* Excerpted passage:
┄┄┄┄┄┄┄┄┄┄

Old King Cole is a 1933 Disney cartoon in the Silly Symphonies series, based on several nursery rhymes and fairy tales, including Old King Cole. It was directed by David Hand and released on July 29, 1933.

It's a semi-remake of the 1931 Silly Symphony short Mother Goose Melodies, but in color, with more details and technically advanced animation.

Plot
One evening in Storyland, the story book “Old King Cole” opens itself, and the king's castle folds open. Other nursery rhyme books do the same thing, and several famous characters leave their homes and go to Old King Cole's party. There, all the characters have a small sing-and-dance act. When the Ten Little Indians get on  stage, their dance is so catchy that Old King Cole and all the other characters join in as well. After Old Mother Hubbard accidentally pushes Old King Cole into a fountain, the mice from “Hickory Dickory Dock” tell everybody that it is midnight and that everybody should go home. All the characters return to their books, and Old King Cole sings a farewell song to everybody. Then he puts out a bottle of milk for the milkman before he runs back inside, and the cartoon ends.

┄┄┄┄┄┄┄┄┄┄

[Records from a point labeling set]
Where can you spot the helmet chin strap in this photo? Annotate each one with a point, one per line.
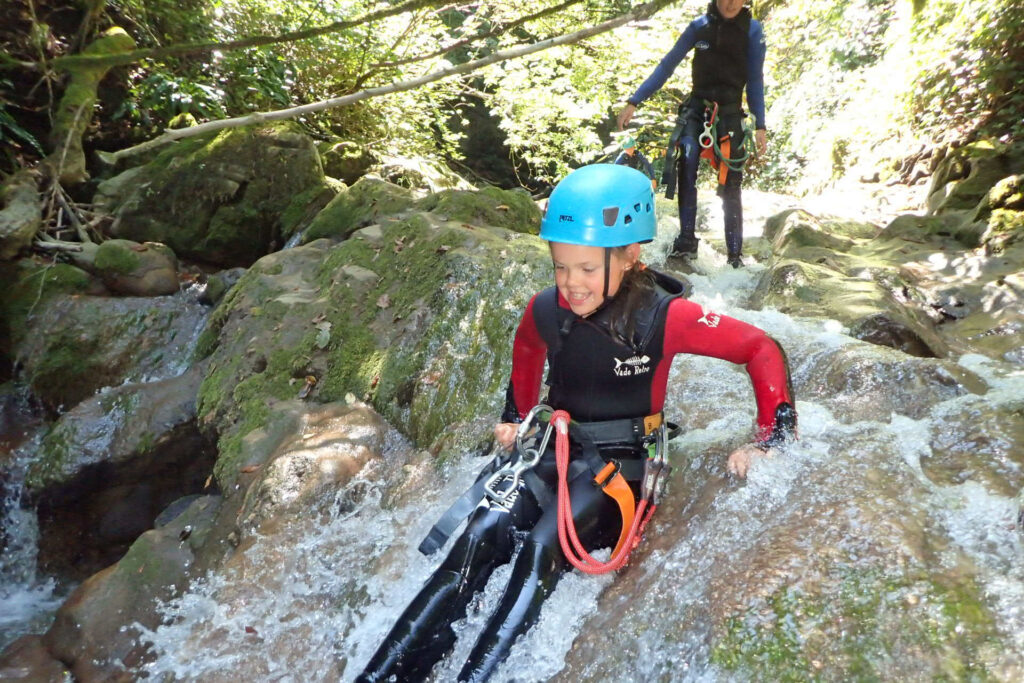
(607, 270)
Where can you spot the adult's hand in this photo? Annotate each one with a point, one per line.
(761, 140)
(626, 115)
(505, 434)
(741, 459)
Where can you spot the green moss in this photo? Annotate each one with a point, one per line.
(117, 256)
(869, 622)
(364, 203)
(513, 210)
(1006, 226)
(305, 206)
(25, 285)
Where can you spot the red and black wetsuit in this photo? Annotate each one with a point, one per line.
(596, 379)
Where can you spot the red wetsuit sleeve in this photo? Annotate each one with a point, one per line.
(689, 329)
(528, 353)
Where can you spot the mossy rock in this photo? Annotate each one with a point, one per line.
(369, 201)
(20, 214)
(414, 315)
(76, 345)
(511, 209)
(918, 228)
(26, 286)
(1006, 227)
(866, 307)
(908, 627)
(117, 257)
(347, 161)
(796, 229)
(220, 199)
(986, 165)
(305, 206)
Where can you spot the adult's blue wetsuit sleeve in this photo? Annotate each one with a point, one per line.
(666, 68)
(756, 74)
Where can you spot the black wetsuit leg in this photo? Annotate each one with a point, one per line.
(689, 158)
(423, 634)
(538, 568)
(732, 206)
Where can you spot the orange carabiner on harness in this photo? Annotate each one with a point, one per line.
(634, 518)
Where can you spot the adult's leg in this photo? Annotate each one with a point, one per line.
(689, 158)
(423, 634)
(732, 206)
(537, 570)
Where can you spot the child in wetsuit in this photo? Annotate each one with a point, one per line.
(608, 330)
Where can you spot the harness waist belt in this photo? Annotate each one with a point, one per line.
(627, 430)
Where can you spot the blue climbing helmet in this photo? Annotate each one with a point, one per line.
(601, 205)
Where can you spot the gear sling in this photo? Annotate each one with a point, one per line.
(504, 474)
(714, 147)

┄┄┄┄┄┄┄┄┄┄

* Short task 1:
Answer these questions about the cartoon summary:
(a) Who directed the cartoon?
(b) Which 1931 Silly Symphony short is it a semi-remake of?
(c) Who accidentally pushes Old King Cole into a fountain?
* Short task 2:
Please output the rows from the line containing "Where can you spot the green" through the end of the rows as a JSON list of strings, one string per line, leaving out blank lines.

* Worked solution 1:
(a) David Hand
(b) Mother Goose Melodies
(c) Old Mother Hubbard

* Worked solution 2:
[
  "Where can you spot the green moss in this photo? Annotate each one with a point, one per line.",
  "(117, 256)",
  "(869, 622)",
  "(364, 203)",
  "(513, 210)",
  "(1006, 226)",
  "(305, 206)",
  "(25, 285)",
  "Where can you spot the red and black wetsuit in this photo? Annotate each one with a point, one per line.",
  "(596, 379)",
  "Where can you spot the red wetsuit sleeve in this photo? Annotate each one with a point, one per line.",
  "(689, 329)",
  "(528, 353)",
  "Where can you spot the mossy rock in this photo? Annotate each one with a point, one per line.",
  "(369, 201)",
  "(20, 214)",
  "(414, 315)",
  "(76, 345)",
  "(511, 209)",
  "(918, 228)",
  "(26, 286)",
  "(1006, 227)",
  "(866, 307)",
  "(908, 627)",
  "(117, 257)",
  "(347, 161)",
  "(796, 229)",
  "(220, 199)",
  "(986, 165)",
  "(305, 206)",
  "Where can you spot the adult's blue wetsuit sleeve in this photo? Annotate each one with a point, one per line.",
  "(666, 68)",
  "(756, 74)",
  "Where can you spot the black wetsuit leg in this photo? Annotate each one with a point, one per line.",
  "(689, 158)",
  "(423, 634)",
  "(538, 568)",
  "(732, 206)",
  "Where can you spot the orange carabiner on harness in this photo? Annotate each one with a point, one per line.",
  "(634, 518)",
  "Where can you spot the adult's leg in this photo? Annotate each one with a point, one per line.",
  "(689, 158)",
  "(423, 634)",
  "(732, 206)",
  "(537, 570)",
  "Where can you spot the child in wetsuit in this photo? Annotate each one with a point, one per line.",
  "(608, 330)",
  "Where can you spot the harness waist belt in this photo? Annotate each one with a point, one per line.",
  "(627, 430)",
  "Where can you spot the blue climbing helmet in this photo? Annotate each one with a point, one per line.",
  "(601, 205)",
  "Where can you spot the gear sling in this photo? Annotate each one with a point, one per line.",
  "(504, 474)",
  "(714, 147)"
]